▸ **TASK DESCRIPTION**: From the line containing "window in this photo." to the final line of the entries, every line is to be reproduced exactly; no other line belongs in the output.

[Data entries]
'''
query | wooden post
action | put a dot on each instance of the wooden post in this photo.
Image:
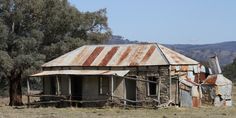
(70, 91)
(28, 92)
(58, 85)
(112, 87)
(159, 90)
(169, 70)
(124, 90)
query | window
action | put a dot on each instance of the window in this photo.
(103, 85)
(152, 87)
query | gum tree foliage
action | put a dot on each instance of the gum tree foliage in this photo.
(35, 31)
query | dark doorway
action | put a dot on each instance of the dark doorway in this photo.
(130, 90)
(76, 87)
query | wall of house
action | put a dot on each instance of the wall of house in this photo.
(164, 84)
(90, 90)
(46, 85)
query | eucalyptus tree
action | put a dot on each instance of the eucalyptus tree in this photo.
(35, 31)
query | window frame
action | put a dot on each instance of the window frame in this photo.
(148, 86)
(101, 85)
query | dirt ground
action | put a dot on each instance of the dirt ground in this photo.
(171, 112)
'''
▸ **EXPECTED ANSWER**:
action | put a dot on each instance of the window in this photo.
(103, 85)
(152, 87)
query | gum tree foliage
action | put a dot on each instance of the gum tree foliage in this photo.
(35, 31)
query | dark doorway
action | put a dot on each instance of the dark doorway in this photo.
(130, 90)
(76, 87)
query | wall of house
action | put a dot on each instance of the wall of house in this photo.
(164, 84)
(90, 90)
(46, 85)
query | eucalyptus tree
action | put a dot on each instance of the eucalyptus tree in this photo.
(35, 31)
query | window frame
action | put a dot on each instance of the window frame in this photo.
(148, 86)
(101, 85)
query | dirt ground
action | put a dot on each instance of the dirt ground in this photo.
(171, 112)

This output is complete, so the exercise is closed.